* **Task instructions**
Give the records below again, exactly as they appear.

(Referring expression pointing data)
---

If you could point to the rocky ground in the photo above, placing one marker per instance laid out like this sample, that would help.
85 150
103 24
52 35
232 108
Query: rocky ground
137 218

---

* **Response area**
If you could point to the rocky ground in the photo above, placing one marker per instance laid out like this sample, that would help.
85 150
103 24
52 35
232 108
Query: rocky ground
137 218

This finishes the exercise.